From top to bottom, write out the listing exactly and skip every picture.
---- Source material
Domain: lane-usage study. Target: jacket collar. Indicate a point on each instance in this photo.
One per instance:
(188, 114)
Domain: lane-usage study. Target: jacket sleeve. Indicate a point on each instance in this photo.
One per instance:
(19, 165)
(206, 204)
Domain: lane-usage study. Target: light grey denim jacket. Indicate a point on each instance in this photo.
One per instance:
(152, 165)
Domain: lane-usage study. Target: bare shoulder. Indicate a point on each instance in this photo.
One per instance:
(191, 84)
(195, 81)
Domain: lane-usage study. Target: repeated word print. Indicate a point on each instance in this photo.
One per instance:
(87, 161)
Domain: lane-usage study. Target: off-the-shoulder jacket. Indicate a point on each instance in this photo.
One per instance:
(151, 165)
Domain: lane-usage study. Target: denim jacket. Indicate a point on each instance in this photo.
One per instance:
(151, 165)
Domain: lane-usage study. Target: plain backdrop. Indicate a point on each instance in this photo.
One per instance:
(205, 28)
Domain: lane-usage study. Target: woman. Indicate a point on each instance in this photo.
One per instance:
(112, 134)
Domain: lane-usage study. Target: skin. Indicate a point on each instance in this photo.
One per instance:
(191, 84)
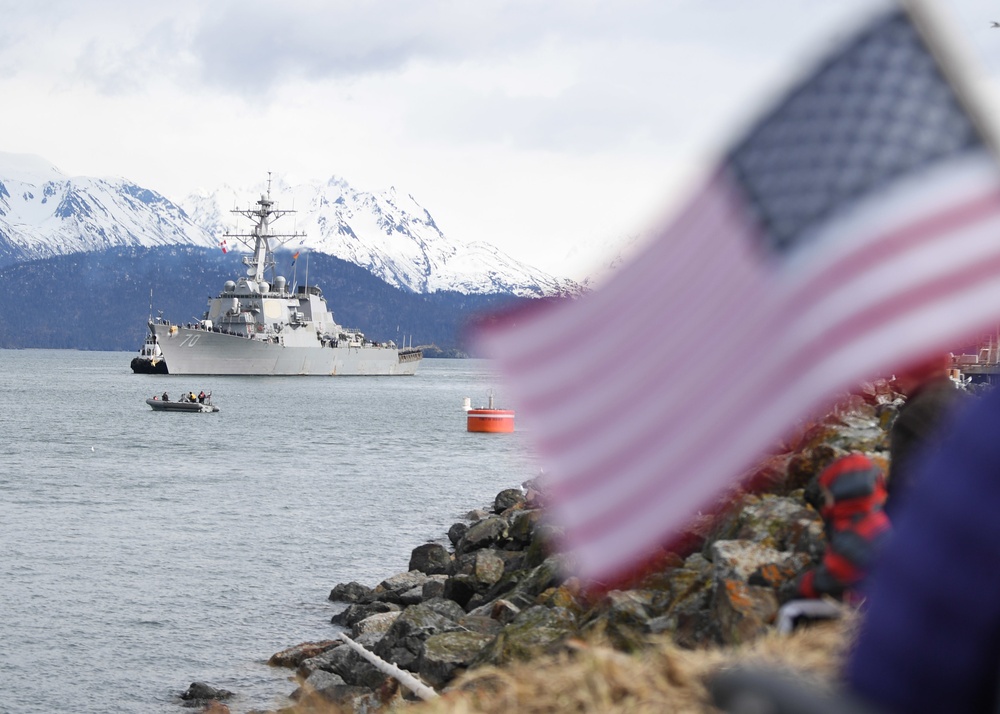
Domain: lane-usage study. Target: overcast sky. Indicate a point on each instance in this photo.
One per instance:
(540, 126)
--------
→ Exercise solution:
Domain: lane-usage study. Target: jacket collar. Indicate a point on each instance in this photo.
One per instance:
(188, 114)
Domain: lane-usage study. Target: jacket sleeve. Indicate a point on each instance in this photo.
One per instance:
(19, 165)
(206, 204)
Domain: lane-usage study. Target: light grey denim jacket. Indicate a point on each instance in this photo.
One per instance:
(152, 165)
Domain: lane-usage study. Target: bare shoulder. Indicate a point on each instance in this photo.
One per instance:
(191, 84)
(195, 81)
Domain: lane-usage study. Target: repeated word print. Indicate a point on each instance in this photo.
One per instance:
(87, 161)
Domain: lane-usage study. Target: off-the-shoulder jacket. Indicate a point on each instance in this photo.
One per instance:
(151, 165)
Domain: lane-usage study. Target: denim jacket. Indicate a point on each instance in this photo.
One per instance:
(151, 165)
Domain: lane-usage study. Target: plain backdrop. Indicate a point on each instance in this photo.
One per instance:
(205, 28)
Domain: lane-usage study. Target: woman. Indicate a point on each instance in this photo.
One per instance:
(112, 134)
Domain: lane-usage study. Target: skin. Indicate a point on each instance in this photo.
One per instance:
(191, 84)
Domain: lane-usage study. Target: overcast sky. Indicate a point on each instance in this photo.
One per instance:
(540, 126)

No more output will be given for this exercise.